• _Page extract_:
──────

4 Life Lessons Learned from Scuba Diving

Female scuba diver taking selfie underwater

Four Life Lessons I Learned from Scuba Diving

Learning how to scuba dive in Oahu has been an absolute dream. I never could have predicted the friends I would make and the breathtaking experiences I would have. More than anything, my recent scuba diving adventures have taught me about myself and this crazy world we live in. Following are four life lessons that I have learned from my time underwater.

1. Work Smarter, Not Harder

This has always been one of my very favorite expressions. When people are pursuing a specific goal, they will often give their all to accomplish it. Like someone trying to move a mattress into a small bedroom. They may push it from the back, shoving it as hard as they can, knowing that with the right amount of force, the mattress will bend the right way and make it into the room. This is working harder.

But maybe the mattress isn’t moving because of a lack of space, not a lack of strength. If this person were to take a step back and evaluate the situation, they would realize that with the right strategies, tools, and angles, the mattress will move quite easily. This is working smarter.

Ross from Friends yelling PIVOT

Scuba Diving is much the same. When underwater, covered in heavy and expensive gear, it is always best to think through your actions rather than forcing them. For instance, if you feel yourself starting to float to the surface, a natural reaction would be to work hard against this. Start flailing your arms and trying to rotate yourself downwards, kicking without much strategy.

Spoiler alert: this is a bad idea.

Instead, in this situation you need to work smarter. Deflate your BCD. Remember to equalize your ears. Stay calm and breathe slow, which will maintain your buoyancy. Having a strategy is always a better idea than flailing and hoping for the best.

(Side note: this is one of the many reasons that certification is important. You can’t be a good diver without learning the strategies.)

2. Even when you are in control, you are not really in control.

Scuba diving can be incredibly disorienting the few times you experience it. You enter a new world, where your body responds differently to both internal and external factors. Life under the water is completely different than that on land.

──────

Picture region annotation lines:
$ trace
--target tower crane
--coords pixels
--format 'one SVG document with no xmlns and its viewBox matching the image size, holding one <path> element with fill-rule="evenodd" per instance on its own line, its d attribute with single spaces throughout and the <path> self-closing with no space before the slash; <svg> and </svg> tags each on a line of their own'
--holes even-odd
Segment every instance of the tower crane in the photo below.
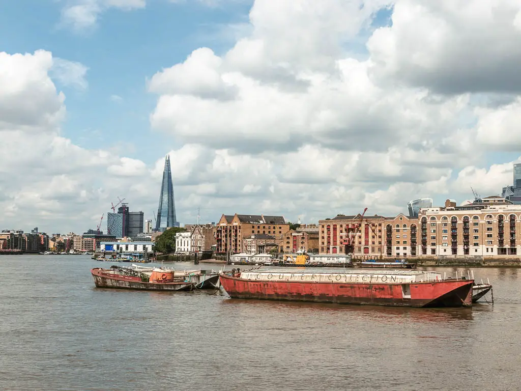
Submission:
<svg viewBox="0 0 521 391">
<path fill-rule="evenodd" d="M 472 190 L 472 194 L 474 196 L 474 202 L 476 202 L 476 203 L 481 203 L 482 202 L 481 199 L 480 198 L 478 193 L 474 191 L 474 189 L 472 188 L 472 186 L 470 186 L 470 190 Z"/>
<path fill-rule="evenodd" d="M 100 235 L 100 229 L 101 228 L 101 224 L 102 224 L 102 222 L 103 221 L 103 216 L 104 216 L 104 215 L 105 215 L 105 213 L 103 213 L 103 214 L 102 214 L 102 215 L 101 215 L 101 218 L 100 219 L 100 224 L 99 224 L 99 225 L 97 226 L 98 235 Z"/>
<path fill-rule="evenodd" d="M 113 202 L 110 203 L 110 204 L 112 205 L 112 207 L 111 209 L 112 209 L 112 213 L 116 213 L 116 208 L 120 204 L 122 203 L 123 201 L 124 201 L 125 200 L 125 199 L 123 198 L 122 200 L 119 197 L 118 197 L 118 200 L 119 202 L 116 205 L 114 205 L 114 203 L 113 203 Z"/>
</svg>

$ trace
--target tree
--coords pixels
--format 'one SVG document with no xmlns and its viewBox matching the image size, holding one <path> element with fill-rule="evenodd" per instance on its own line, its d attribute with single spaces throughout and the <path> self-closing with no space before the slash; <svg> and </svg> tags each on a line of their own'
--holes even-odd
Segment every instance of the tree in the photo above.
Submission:
<svg viewBox="0 0 521 391">
<path fill-rule="evenodd" d="M 298 223 L 292 223 L 291 222 L 288 222 L 288 224 L 290 225 L 290 229 L 294 230 L 298 228 L 300 228 L 300 224 Z"/>
<path fill-rule="evenodd" d="M 169 254 L 176 251 L 176 234 L 178 232 L 186 232 L 187 230 L 179 227 L 172 227 L 156 238 L 156 251 Z"/>
</svg>

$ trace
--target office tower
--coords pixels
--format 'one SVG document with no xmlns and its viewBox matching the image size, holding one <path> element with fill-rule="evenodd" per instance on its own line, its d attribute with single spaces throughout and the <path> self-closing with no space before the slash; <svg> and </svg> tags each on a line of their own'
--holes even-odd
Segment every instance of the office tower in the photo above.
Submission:
<svg viewBox="0 0 521 391">
<path fill-rule="evenodd" d="M 170 156 L 165 158 L 159 205 L 156 220 L 156 230 L 165 231 L 170 227 L 178 226 L 176 219 L 176 203 L 173 199 L 173 187 L 172 185 L 172 172 L 170 166 Z"/>
<path fill-rule="evenodd" d="M 133 238 L 143 233 L 143 217 L 142 212 L 129 212 L 127 236 Z"/>
</svg>

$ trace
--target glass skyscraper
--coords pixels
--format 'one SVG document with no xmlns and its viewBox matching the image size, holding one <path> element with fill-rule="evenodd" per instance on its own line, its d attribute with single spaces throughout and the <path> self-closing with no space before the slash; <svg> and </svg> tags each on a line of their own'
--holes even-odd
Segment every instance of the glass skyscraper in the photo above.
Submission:
<svg viewBox="0 0 521 391">
<path fill-rule="evenodd" d="M 420 198 L 418 200 L 410 201 L 407 203 L 407 209 L 409 211 L 409 216 L 417 217 L 420 209 L 422 207 L 432 207 L 432 199 Z"/>
<path fill-rule="evenodd" d="M 521 163 L 514 165 L 514 188 L 521 188 Z"/>
<path fill-rule="evenodd" d="M 178 227 L 176 219 L 176 203 L 173 199 L 173 187 L 172 185 L 172 172 L 170 166 L 170 156 L 165 158 L 165 169 L 159 194 L 159 206 L 156 219 L 156 230 L 165 231 L 170 227 Z"/>
</svg>

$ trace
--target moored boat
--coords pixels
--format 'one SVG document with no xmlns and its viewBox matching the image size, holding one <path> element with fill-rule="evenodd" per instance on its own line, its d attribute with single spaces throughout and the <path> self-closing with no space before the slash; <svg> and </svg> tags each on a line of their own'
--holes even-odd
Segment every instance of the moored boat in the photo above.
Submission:
<svg viewBox="0 0 521 391">
<path fill-rule="evenodd" d="M 232 298 L 413 307 L 469 307 L 474 280 L 415 270 L 221 272 Z"/>
<path fill-rule="evenodd" d="M 130 266 L 130 268 L 149 275 L 154 269 L 158 268 L 147 267 L 134 264 Z M 174 278 L 182 279 L 183 280 L 193 283 L 195 288 L 197 289 L 218 289 L 220 287 L 219 273 L 213 270 L 201 270 L 200 269 L 176 270 L 169 269 L 164 266 L 158 268 L 158 270 L 172 273 Z"/>
<path fill-rule="evenodd" d="M 121 270 L 121 269 L 126 270 Z M 91 270 L 94 284 L 98 288 L 117 288 L 146 290 L 192 290 L 194 284 L 190 281 L 174 278 L 173 273 L 154 270 L 148 275 L 130 268 L 113 266 L 110 269 L 95 267 Z"/>
</svg>

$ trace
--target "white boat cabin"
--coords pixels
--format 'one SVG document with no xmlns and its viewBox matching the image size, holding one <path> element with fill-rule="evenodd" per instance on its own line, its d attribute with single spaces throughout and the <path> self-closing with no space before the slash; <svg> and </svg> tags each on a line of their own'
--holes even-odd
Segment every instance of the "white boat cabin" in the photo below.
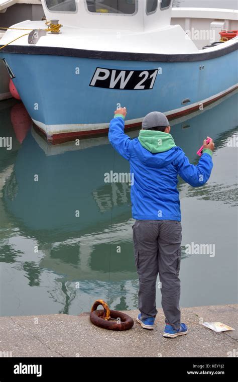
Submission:
<svg viewBox="0 0 238 382">
<path fill-rule="evenodd" d="M 42 0 L 47 20 L 71 27 L 142 31 L 170 25 L 172 0 Z"/>
</svg>

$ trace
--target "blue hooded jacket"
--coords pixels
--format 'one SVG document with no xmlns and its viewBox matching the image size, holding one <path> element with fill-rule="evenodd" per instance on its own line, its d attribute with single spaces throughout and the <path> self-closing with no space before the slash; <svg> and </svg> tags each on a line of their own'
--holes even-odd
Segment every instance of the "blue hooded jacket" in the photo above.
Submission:
<svg viewBox="0 0 238 382">
<path fill-rule="evenodd" d="M 115 115 L 115 117 L 110 123 L 108 139 L 117 152 L 130 162 L 134 175 L 131 192 L 133 218 L 180 221 L 178 174 L 193 187 L 204 184 L 213 167 L 212 151 L 205 149 L 197 166 L 190 164 L 170 134 L 142 130 L 141 136 L 140 133 L 139 138 L 131 139 L 124 133 L 123 117 Z M 157 150 L 154 149 L 155 135 L 157 141 L 161 140 Z"/>
</svg>

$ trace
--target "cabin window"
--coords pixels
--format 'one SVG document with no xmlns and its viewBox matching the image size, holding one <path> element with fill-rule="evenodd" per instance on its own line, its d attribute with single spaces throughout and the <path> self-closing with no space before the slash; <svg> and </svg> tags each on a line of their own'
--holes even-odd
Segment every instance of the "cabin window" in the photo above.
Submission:
<svg viewBox="0 0 238 382">
<path fill-rule="evenodd" d="M 93 13 L 134 15 L 138 0 L 85 0 L 88 11 Z"/>
<path fill-rule="evenodd" d="M 147 0 L 146 2 L 146 13 L 154 13 L 158 8 L 158 0 Z"/>
<path fill-rule="evenodd" d="M 48 10 L 53 12 L 75 12 L 75 0 L 45 0 Z"/>
<path fill-rule="evenodd" d="M 171 0 L 160 0 L 160 8 L 161 9 L 169 8 L 171 4 Z"/>
</svg>

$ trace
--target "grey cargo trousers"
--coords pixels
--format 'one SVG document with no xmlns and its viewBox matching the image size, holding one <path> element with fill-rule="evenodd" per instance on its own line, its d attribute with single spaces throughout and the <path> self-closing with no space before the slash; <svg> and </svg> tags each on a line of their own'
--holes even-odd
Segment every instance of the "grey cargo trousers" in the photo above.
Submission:
<svg viewBox="0 0 238 382">
<path fill-rule="evenodd" d="M 142 318 L 156 317 L 156 289 L 160 288 L 165 322 L 179 329 L 181 223 L 175 220 L 136 220 L 133 229 Z M 158 273 L 160 284 L 157 285 Z"/>
</svg>

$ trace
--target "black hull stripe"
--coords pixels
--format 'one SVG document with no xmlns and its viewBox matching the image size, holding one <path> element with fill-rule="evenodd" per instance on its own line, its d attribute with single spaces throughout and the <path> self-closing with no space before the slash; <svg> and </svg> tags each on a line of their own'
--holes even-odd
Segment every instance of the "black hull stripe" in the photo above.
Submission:
<svg viewBox="0 0 238 382">
<path fill-rule="evenodd" d="M 225 44 L 225 43 L 224 43 Z M 0 45 L 0 48 L 3 45 Z M 64 56 L 96 58 L 98 60 L 113 60 L 116 61 L 142 61 L 157 62 L 184 62 L 187 61 L 204 61 L 224 56 L 238 49 L 238 42 L 218 50 L 204 53 L 190 54 L 158 54 L 156 53 L 140 53 L 127 52 L 106 52 L 98 50 L 76 49 L 71 48 L 60 48 L 32 45 L 8 45 L 0 50 L 5 53 L 22 54 L 39 54 L 49 56 Z"/>
</svg>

──────

• _Goals_:
[1] According to the scuba diving post, are these statements true? Answer yes or no for each and quote the words that decide it. (a) The writer learned to scuba dive in Oahu. (b) When you start floating toward the surface, the post tells you to inflate your BCD. (c) The post calls certification important.
[2] The scuba diving post says that with the right things the mattress will move quite easily. Name each of those things.
[3] Write the next part of the scuba diving post, picking up after its final sentence.
None of the work here depends on the lines.

• _In response_:
[1]
(a) Yes: "Learning how to scuba dive in Oahu has been an absolute dream."
(b) No: "Deflate your BCD."
(c) Yes: "this is one of the many reasons that certification is important."

[2] Strategies, tools, angles

[3]
The ocean is a powerful and majestic queen in her own right. While in the underwater world, there is only so much you can actually control. Of course, you learn skills such as how to breathe, how to move, how to react to surprise or emergency situations. But ultimately, your humanity puts you under the control of the sea.

Scuba Diver and shark

Scuba Diver and Shark. Creative Commons by Manoel Lemos https://www.flickr.com/photos/mlemos/2863736240

There is only so fast and so far that you can swim against a strong current. Only so deep that your body can handle going. Only so long you can survive with broken or improper gear.

This may sound scary, but in reality it is beautiful. For someone to be a good diver, they must be humble. They must understand that the ocean sets the stage, and she is allowing us to act within it.

Humans have become far too cocky on land. We take control of every resource and species we encounter. We use and abuse everything around us, including other people. So often, we make very specific and detailed plans of our lives, as if we are in control of them. But…we aren’t.

At the end of the day, we are all pawns in a game that the universe is playing. One small thing, out of our control, can change our entire lives. We are at the whim of something far beyond our control and understanding.

Scuba diving reminds me of my humble position as a mere human. I am a better person because of it.

3. The people you surround yourself with make all the difference in the world.

Story time!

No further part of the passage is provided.